Which lines of the records below contain the string "white"? Gather each such line and copy it in full, counting only matches with the same case.
____ Material for the task
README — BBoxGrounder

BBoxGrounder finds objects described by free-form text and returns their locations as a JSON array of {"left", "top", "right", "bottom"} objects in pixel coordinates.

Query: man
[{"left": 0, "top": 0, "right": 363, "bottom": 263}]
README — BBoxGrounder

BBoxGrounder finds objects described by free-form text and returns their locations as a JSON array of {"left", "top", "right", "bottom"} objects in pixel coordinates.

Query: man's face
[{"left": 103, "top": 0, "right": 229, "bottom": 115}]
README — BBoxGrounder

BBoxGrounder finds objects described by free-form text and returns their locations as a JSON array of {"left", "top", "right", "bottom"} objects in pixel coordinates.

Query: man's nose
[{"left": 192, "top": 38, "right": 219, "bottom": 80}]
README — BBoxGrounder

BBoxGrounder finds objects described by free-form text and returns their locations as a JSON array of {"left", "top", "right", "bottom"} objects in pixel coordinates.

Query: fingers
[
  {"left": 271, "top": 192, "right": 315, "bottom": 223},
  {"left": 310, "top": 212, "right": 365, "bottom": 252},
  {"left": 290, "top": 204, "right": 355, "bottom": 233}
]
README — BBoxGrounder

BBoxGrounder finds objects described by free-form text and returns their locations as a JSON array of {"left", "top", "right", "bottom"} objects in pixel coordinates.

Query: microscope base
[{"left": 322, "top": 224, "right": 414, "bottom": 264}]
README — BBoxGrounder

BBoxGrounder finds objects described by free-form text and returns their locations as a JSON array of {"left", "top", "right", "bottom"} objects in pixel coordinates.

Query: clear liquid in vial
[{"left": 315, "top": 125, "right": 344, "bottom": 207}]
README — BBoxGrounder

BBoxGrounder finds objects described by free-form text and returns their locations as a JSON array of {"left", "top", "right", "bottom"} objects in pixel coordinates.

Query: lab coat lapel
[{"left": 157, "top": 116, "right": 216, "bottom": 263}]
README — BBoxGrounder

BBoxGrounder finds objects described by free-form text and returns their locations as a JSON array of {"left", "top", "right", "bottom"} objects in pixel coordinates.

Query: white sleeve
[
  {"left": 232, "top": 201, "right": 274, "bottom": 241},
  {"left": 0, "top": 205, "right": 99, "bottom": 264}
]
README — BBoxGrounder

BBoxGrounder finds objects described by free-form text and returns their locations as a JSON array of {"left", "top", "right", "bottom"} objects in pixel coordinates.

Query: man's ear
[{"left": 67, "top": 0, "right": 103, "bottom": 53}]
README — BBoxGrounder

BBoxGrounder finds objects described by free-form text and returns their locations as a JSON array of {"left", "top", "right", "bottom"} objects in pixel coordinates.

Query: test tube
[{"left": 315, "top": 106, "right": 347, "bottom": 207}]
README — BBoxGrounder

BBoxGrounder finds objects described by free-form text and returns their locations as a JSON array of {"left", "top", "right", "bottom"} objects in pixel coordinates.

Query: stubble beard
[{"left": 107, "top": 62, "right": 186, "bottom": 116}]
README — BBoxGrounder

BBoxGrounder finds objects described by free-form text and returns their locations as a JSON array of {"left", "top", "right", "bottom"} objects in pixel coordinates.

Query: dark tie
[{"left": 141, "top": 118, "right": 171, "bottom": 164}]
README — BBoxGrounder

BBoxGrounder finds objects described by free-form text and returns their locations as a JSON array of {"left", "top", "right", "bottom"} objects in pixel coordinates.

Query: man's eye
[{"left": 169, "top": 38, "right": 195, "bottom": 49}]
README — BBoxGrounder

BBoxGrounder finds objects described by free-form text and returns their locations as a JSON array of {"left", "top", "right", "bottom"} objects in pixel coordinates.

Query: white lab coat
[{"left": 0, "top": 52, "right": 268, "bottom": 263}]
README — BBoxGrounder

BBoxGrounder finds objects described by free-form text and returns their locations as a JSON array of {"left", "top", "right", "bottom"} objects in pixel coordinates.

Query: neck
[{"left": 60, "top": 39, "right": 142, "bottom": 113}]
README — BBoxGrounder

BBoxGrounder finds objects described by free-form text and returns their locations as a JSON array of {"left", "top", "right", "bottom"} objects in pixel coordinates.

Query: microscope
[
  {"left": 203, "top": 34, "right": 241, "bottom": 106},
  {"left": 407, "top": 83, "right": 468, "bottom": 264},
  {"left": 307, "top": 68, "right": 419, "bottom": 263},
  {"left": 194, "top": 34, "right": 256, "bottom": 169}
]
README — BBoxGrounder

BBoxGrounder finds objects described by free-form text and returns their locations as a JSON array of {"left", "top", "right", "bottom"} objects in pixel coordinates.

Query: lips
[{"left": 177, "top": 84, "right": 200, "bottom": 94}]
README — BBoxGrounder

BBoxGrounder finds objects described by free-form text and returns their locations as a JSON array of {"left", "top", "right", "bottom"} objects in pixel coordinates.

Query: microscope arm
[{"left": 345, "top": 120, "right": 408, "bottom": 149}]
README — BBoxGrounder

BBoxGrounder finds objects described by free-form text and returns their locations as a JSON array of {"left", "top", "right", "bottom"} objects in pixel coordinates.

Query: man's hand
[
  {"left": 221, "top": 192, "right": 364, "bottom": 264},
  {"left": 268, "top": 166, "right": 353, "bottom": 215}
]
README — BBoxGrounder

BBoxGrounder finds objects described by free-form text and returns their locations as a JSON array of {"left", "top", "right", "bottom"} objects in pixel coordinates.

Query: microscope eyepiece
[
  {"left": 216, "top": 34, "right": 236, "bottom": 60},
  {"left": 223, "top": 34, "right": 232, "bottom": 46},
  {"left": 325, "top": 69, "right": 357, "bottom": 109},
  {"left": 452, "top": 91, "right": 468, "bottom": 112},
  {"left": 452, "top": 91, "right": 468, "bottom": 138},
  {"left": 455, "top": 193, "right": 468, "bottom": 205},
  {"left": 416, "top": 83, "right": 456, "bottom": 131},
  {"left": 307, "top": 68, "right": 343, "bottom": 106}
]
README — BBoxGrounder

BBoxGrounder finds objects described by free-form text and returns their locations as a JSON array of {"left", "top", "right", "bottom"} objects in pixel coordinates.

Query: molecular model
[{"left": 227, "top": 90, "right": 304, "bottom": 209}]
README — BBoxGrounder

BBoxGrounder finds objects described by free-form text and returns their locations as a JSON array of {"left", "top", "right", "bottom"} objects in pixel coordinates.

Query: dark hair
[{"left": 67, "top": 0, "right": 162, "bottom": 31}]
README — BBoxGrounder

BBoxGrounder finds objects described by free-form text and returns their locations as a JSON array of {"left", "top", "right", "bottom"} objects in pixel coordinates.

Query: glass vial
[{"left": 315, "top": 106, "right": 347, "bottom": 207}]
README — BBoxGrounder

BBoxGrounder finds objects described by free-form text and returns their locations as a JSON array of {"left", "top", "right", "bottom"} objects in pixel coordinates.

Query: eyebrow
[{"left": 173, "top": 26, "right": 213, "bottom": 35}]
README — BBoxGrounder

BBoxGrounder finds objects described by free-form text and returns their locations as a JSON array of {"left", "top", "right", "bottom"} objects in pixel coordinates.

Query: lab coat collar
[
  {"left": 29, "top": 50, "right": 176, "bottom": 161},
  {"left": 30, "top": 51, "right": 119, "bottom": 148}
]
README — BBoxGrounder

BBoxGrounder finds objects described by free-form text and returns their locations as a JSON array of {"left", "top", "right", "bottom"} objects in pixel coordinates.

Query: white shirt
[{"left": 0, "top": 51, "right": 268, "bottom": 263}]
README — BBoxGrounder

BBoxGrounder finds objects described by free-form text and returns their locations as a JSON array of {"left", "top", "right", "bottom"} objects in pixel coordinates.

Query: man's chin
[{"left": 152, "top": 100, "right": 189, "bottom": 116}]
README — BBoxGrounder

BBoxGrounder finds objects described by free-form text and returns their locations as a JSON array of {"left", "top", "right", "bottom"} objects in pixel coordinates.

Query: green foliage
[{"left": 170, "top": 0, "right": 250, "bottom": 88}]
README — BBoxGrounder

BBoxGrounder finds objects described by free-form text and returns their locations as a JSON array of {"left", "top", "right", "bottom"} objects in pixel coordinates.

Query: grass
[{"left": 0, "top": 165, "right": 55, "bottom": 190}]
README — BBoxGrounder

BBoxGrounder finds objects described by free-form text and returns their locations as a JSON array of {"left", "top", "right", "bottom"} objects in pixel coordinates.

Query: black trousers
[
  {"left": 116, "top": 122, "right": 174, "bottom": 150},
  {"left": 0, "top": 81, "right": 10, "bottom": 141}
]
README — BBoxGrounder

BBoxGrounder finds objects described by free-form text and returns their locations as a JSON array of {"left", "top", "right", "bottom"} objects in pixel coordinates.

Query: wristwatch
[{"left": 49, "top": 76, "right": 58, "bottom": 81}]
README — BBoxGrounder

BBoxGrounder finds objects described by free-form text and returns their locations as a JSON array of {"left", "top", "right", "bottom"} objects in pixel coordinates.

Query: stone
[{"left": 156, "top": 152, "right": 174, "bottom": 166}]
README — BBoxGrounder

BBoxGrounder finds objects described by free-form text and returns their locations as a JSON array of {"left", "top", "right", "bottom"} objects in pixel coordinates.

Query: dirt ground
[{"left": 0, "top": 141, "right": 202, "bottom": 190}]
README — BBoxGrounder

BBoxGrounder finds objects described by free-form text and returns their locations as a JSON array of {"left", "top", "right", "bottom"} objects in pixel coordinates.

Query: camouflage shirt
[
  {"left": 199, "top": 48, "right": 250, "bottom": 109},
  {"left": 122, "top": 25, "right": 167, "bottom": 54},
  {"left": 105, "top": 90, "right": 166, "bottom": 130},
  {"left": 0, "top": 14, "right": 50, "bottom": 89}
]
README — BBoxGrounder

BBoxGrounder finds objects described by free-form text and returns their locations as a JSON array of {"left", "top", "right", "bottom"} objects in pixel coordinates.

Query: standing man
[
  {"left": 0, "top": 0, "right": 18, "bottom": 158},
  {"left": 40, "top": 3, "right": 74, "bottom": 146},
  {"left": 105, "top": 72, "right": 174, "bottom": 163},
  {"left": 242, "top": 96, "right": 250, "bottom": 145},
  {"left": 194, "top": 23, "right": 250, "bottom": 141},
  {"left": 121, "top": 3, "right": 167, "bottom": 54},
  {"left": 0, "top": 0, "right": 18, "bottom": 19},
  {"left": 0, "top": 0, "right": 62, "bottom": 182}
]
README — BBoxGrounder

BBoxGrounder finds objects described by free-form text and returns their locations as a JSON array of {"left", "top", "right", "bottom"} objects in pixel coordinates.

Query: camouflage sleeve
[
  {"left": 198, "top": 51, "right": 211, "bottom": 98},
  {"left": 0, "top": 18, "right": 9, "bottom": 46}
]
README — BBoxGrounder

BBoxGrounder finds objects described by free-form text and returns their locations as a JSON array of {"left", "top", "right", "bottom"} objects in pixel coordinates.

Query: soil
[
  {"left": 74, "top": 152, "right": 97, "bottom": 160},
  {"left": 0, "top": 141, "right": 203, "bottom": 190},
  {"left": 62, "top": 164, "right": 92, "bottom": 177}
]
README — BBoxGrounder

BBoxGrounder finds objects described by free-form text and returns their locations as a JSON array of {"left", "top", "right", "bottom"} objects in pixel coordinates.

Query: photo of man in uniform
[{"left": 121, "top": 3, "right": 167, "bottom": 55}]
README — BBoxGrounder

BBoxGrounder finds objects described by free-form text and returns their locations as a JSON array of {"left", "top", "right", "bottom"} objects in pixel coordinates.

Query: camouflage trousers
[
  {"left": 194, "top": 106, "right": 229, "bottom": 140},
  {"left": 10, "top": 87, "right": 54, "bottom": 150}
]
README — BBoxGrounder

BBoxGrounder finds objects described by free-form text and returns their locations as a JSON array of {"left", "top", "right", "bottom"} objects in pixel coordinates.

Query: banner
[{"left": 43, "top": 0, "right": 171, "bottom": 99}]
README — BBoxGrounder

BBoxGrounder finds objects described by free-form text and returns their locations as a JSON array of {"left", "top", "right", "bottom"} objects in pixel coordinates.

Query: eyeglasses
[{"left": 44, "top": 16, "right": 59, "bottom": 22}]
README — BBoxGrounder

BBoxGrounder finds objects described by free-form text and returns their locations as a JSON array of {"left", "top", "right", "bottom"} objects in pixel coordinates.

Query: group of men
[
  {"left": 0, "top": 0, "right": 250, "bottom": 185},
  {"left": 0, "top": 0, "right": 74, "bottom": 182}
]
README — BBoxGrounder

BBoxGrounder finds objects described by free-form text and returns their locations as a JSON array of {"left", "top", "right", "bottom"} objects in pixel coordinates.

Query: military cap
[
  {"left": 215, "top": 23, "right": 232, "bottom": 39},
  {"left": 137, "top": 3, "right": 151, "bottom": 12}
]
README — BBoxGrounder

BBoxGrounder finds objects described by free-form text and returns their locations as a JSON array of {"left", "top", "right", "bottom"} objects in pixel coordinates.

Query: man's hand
________
**Result of this task**
Query: white sleeve
Query: white lab coat
Query: white shirt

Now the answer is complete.